ACTIVITY: The pictures in the data below are to be omitted; all else must be duplicated exactly.

RECORDS SUPPLIED:
• • •
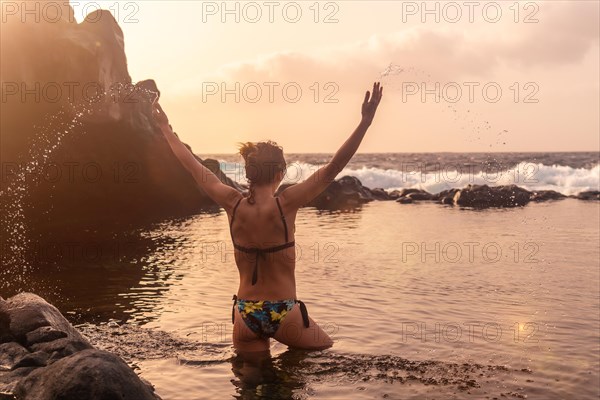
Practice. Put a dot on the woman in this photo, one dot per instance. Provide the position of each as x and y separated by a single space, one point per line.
266 305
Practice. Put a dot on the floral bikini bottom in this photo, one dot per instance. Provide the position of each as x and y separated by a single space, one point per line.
263 317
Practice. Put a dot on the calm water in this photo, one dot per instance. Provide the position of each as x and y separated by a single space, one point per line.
415 296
• • •
WRITTEN SOLUTION:
Practice. Put a dot on the woman in this photo, one dot per instance. Provide the position of each as x and y separated by a single space, one point per line.
266 305
Practice. Put a dot on the floral bikini bottom in this photo, one dot per instance. Provide the position of each as x and y separated by a single space, one point per line.
263 317
Practice. Put a dot on the calm water in this photo, one dot per instance. Provide the position of each as x and y separated by a single space, one point per line.
415 296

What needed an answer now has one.